§ Exercise task:
Print the following lines of the records without any change, starting with the line that contains "point_to(query) returns, for every instance of the young" and going on through the line that contains "pixel 475 330", both included.

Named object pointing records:
══════════════════════════════

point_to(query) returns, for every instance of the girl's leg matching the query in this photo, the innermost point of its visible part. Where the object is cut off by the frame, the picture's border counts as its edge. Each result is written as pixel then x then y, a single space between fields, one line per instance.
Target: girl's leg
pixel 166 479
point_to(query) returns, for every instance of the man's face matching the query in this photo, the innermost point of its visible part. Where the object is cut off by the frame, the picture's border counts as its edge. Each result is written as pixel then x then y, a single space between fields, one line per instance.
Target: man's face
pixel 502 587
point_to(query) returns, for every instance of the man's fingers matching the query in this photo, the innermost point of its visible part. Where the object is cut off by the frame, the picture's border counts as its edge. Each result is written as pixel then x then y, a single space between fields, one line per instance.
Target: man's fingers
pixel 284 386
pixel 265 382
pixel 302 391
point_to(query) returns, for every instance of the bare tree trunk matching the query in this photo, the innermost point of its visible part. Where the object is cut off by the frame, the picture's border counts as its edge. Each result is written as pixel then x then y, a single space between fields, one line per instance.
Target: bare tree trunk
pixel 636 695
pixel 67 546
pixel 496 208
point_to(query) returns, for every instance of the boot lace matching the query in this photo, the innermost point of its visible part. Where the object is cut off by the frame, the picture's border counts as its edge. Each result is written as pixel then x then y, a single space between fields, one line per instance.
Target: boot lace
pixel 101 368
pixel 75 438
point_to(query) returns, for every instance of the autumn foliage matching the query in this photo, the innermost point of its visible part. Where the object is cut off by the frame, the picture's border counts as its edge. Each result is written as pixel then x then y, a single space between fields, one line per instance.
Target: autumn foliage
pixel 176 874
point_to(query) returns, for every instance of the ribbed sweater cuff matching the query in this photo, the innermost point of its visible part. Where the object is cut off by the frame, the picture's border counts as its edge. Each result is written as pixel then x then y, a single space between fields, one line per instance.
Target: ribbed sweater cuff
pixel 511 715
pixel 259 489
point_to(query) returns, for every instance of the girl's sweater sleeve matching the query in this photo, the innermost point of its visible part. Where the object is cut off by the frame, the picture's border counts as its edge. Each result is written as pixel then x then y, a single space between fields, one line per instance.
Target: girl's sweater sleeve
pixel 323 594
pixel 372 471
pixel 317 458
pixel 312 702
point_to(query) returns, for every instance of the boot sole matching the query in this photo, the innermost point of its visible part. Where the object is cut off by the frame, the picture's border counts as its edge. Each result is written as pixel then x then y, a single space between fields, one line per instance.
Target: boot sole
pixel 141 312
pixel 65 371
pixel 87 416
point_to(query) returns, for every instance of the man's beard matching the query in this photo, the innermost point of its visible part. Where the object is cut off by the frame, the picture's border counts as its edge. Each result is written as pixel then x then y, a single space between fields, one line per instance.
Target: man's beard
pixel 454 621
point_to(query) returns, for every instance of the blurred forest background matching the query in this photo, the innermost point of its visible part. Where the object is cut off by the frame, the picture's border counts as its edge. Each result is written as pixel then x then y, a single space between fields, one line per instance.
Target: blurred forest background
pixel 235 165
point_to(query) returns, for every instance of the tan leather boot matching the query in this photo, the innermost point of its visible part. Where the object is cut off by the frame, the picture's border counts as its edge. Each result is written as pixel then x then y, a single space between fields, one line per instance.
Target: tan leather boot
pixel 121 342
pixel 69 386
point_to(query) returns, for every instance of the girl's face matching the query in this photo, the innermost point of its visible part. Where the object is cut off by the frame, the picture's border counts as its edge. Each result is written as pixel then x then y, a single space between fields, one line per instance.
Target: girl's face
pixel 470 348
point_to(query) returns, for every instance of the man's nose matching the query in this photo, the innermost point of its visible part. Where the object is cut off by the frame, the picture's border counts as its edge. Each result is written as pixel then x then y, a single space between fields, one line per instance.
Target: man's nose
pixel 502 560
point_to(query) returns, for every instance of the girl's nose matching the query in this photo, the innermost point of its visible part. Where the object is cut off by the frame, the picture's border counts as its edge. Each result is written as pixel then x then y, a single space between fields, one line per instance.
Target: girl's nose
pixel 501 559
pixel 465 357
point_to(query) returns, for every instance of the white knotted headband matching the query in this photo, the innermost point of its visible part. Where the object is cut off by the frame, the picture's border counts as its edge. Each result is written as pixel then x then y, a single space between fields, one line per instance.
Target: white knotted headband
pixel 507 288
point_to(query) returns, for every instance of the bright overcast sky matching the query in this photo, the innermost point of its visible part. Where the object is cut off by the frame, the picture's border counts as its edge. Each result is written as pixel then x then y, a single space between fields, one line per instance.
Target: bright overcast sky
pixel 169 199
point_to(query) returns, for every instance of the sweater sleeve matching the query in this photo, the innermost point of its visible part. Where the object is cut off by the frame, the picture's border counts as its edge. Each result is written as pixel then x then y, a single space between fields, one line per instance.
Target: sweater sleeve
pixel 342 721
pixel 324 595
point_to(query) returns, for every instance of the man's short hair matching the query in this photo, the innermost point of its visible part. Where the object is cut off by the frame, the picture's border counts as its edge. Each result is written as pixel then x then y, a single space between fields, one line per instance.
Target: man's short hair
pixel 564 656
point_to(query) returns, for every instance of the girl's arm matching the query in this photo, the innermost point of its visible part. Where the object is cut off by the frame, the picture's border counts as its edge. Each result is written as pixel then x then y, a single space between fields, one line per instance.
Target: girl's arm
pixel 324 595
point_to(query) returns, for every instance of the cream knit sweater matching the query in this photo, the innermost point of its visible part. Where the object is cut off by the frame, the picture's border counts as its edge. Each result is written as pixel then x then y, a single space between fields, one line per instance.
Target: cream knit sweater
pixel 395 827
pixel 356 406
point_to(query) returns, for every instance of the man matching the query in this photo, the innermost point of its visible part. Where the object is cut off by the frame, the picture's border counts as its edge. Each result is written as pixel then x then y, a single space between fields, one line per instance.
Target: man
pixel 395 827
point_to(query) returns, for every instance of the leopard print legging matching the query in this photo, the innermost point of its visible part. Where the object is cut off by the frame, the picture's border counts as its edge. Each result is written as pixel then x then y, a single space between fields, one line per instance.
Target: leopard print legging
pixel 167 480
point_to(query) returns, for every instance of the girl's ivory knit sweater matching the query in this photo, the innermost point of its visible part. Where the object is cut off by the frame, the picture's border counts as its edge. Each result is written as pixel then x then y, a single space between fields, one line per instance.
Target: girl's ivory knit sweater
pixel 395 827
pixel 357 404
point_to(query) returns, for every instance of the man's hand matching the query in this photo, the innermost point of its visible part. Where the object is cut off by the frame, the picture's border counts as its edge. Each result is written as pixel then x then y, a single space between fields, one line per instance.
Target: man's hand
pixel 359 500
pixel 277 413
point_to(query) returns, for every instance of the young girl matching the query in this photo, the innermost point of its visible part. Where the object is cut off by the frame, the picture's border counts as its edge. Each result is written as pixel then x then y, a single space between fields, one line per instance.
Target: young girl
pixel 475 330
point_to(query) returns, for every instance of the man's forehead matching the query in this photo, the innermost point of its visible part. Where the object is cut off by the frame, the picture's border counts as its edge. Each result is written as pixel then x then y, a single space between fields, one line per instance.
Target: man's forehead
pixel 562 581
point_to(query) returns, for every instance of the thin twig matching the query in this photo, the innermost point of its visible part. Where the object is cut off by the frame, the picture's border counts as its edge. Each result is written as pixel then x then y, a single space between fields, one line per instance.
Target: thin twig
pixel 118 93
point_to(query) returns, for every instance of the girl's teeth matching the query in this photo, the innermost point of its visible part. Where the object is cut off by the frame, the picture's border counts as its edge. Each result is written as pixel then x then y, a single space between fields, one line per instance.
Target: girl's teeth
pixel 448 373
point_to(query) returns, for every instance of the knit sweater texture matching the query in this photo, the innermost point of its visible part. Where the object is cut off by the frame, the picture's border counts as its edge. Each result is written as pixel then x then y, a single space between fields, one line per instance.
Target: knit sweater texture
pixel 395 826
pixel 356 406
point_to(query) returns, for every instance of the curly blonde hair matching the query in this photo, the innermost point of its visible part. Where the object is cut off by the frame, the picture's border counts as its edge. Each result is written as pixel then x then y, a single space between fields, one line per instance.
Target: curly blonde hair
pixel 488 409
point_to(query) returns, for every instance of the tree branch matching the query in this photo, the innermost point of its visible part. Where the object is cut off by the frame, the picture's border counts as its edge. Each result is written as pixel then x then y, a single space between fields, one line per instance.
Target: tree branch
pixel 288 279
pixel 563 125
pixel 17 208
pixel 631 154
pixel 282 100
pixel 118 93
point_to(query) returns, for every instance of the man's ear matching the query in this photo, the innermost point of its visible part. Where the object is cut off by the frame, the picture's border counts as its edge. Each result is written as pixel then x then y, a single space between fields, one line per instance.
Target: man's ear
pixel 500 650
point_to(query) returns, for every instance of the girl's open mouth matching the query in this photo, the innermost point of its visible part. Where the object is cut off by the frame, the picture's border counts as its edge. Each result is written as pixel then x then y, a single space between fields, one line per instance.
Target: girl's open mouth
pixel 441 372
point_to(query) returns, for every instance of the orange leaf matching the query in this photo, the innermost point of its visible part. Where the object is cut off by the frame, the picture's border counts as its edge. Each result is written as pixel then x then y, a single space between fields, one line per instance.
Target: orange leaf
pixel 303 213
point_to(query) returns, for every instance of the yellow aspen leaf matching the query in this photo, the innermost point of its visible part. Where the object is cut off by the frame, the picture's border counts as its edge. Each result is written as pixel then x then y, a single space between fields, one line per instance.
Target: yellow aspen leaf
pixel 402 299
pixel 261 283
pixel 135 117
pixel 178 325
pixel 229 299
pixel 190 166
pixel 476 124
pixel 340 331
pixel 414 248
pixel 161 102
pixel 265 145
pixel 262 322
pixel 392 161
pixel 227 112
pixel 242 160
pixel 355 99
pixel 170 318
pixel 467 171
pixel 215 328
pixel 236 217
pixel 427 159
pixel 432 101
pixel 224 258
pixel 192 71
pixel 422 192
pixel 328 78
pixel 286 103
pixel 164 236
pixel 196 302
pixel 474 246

══════════════════════════════

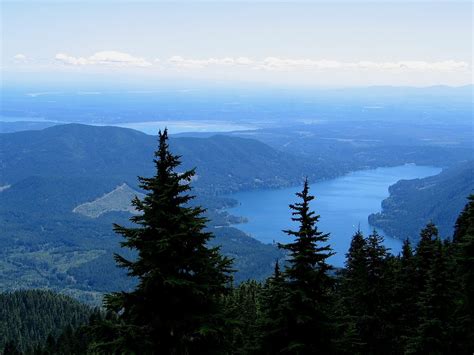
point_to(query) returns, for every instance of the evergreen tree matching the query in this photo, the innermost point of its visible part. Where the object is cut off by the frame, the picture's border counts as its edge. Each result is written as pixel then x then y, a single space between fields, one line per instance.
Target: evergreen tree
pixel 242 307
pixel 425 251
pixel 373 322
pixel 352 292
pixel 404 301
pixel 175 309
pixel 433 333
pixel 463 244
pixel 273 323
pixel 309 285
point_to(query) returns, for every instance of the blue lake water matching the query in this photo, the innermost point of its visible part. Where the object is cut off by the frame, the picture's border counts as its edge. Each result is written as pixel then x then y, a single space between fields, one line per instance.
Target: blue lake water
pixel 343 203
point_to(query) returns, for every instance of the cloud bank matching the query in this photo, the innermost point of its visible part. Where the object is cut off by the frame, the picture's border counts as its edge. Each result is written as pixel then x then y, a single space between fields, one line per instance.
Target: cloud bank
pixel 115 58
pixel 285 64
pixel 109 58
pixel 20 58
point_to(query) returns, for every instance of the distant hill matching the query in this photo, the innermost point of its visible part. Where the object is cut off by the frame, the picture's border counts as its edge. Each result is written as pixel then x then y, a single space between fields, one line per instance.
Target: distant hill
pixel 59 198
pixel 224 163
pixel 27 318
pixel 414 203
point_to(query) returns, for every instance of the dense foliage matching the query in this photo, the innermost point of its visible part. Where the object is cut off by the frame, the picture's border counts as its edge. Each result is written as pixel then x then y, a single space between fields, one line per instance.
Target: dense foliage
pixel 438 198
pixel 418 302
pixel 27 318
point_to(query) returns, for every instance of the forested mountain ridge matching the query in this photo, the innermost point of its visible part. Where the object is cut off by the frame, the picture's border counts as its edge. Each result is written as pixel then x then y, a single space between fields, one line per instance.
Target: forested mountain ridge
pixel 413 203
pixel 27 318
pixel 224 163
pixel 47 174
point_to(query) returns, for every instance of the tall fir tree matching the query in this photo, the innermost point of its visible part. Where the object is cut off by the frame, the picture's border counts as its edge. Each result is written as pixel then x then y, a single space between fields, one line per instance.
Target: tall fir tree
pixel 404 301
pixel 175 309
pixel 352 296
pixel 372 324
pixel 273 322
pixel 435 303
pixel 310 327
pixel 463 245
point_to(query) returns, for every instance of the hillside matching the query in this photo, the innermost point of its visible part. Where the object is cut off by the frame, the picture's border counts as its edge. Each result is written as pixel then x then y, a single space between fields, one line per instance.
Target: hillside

══════════════════════════════

§ Finished task:
point_to(query) returns, for every instance of the young girl matching the query in this photo, the innermost point of its visible part. Where the object is cut off by the frame, the picture's border counts as its edge. Each result is written as pixel then x then y, a single space between fields, one line per instance.
Target: young girl
pixel 475 330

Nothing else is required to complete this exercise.